STATED EXERCISE:
Rewrite the listing below, swapping every "woman" for "person" and leaving everything else as it is.
--- Begin ---
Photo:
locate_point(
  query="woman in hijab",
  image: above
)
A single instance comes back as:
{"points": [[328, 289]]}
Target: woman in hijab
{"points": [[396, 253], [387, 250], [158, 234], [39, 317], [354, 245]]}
--- End ---
TASK RESPONSE:
Photo:
locate_point(
  query="person in hijab",
  image: above
)
A single instance comes back as:
{"points": [[328, 289]]}
Target: person in hijab
{"points": [[396, 253], [387, 250], [158, 234], [39, 317], [354, 245]]}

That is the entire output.